TO DO:
Copy out, word for word, the lines of the listing from the line with "If it's not too much trouble, please detect the green flower" to the line with "574 268 633 339", including both of those lines.

EXCERPTED RECORDS:
+ + + + +

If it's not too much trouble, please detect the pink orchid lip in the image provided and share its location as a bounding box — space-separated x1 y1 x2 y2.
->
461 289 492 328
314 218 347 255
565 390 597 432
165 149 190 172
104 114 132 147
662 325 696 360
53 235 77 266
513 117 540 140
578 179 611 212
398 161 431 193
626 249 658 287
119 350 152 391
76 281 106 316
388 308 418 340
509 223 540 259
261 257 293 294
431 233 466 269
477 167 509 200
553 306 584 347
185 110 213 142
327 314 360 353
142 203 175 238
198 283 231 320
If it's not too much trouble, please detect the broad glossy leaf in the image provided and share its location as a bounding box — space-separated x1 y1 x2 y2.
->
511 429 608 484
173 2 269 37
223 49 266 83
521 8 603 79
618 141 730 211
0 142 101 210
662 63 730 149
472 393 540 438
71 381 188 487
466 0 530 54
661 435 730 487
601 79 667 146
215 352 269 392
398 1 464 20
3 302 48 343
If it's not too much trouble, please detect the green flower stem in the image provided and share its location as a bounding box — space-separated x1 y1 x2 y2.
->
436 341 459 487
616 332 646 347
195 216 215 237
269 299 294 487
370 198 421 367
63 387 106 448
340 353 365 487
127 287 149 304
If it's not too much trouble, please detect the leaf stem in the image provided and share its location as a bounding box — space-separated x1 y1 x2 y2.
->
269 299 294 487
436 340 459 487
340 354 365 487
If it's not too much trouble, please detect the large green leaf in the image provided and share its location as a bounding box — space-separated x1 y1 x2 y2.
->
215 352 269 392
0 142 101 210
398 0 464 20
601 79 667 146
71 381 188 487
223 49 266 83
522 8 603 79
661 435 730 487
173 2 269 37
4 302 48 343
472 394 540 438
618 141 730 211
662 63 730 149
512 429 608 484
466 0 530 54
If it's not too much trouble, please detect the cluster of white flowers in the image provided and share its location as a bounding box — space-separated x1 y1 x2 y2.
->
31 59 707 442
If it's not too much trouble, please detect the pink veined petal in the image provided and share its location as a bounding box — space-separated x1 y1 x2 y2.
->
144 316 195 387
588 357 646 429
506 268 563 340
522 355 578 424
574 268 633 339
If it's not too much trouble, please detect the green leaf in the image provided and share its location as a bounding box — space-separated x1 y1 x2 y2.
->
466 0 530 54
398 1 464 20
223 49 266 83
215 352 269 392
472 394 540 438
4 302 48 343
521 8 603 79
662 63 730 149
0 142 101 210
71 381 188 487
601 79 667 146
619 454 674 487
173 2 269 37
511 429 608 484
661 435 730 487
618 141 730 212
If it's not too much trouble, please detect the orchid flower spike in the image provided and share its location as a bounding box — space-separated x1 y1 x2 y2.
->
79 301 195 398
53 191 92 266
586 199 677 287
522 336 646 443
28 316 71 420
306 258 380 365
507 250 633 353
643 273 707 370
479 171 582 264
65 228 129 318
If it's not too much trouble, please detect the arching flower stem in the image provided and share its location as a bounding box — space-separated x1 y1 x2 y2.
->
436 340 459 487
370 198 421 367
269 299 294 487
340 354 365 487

+ + + + +

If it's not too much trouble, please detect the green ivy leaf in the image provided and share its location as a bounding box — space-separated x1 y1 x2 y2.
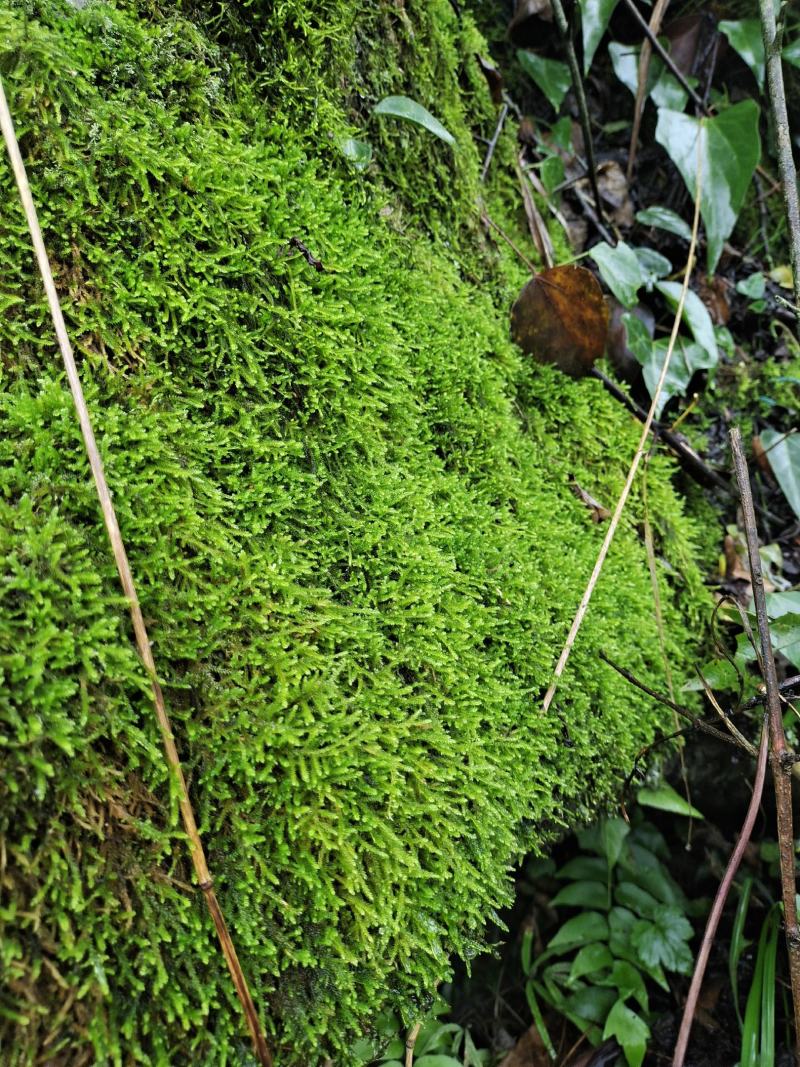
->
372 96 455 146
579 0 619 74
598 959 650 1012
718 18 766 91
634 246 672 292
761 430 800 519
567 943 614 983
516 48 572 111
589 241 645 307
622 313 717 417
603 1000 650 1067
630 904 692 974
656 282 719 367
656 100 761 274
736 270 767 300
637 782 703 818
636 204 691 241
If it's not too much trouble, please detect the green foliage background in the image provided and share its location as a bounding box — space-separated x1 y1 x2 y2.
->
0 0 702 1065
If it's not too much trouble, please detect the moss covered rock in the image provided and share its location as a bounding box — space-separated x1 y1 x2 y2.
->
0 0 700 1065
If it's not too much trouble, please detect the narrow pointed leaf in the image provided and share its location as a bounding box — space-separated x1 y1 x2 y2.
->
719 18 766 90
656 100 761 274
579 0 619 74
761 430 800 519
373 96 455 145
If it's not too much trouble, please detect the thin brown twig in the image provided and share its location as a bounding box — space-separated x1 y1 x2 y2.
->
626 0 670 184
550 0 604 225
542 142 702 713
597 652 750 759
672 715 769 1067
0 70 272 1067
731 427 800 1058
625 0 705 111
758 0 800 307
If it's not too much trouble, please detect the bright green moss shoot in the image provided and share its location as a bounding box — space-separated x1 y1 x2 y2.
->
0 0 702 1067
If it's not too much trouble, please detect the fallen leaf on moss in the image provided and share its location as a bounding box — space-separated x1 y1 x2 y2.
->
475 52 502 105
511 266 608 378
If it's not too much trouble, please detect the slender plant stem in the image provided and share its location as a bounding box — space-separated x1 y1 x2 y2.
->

+ + + + +

TASK OUTPUT:
If it's not too much trouble, please detect the green flower stem in the image provided and share its location as a bounding box — space-separated x1 y1 x2 y2.
->
436 341 459 487
616 332 646 347
195 216 215 237
269 299 294 487
370 198 421 367
63 387 106 448
340 353 365 487
127 287 149 304
If it's not too much trouble, please detect the leaf stem in the image provided and share its location as a bounding box — space-separated x1 y1 x2 y2.
->
269 299 294 487
436 340 459 487
340 354 365 487
If it's not too much trouble, please detect the large green leaf in the image provided and share its location as a bounding box — space-separated x1 y1 x2 y2.
->
215 352 269 392
0 142 101 210
398 0 464 20
601 79 667 146
71 381 188 487
223 49 266 83
522 8 603 79
661 435 730 487
173 2 269 37
4 302 48 343
472 394 540 438
618 141 730 211
662 63 730 149
512 429 608 484
466 0 530 54
If it's not too much trouble, please detect the cluster of white flowers in the image provided and share its location as a bounding box — space-separated x1 y1 x2 y2.
->
31 59 707 442
If it's not too much trouble, please detect the pink veined petal in the image provided and share its location as a bounding box — space-separated x1 y1 x2 y2.
->
144 316 195 387
588 357 646 429
506 268 563 340
522 355 578 424
574 268 633 339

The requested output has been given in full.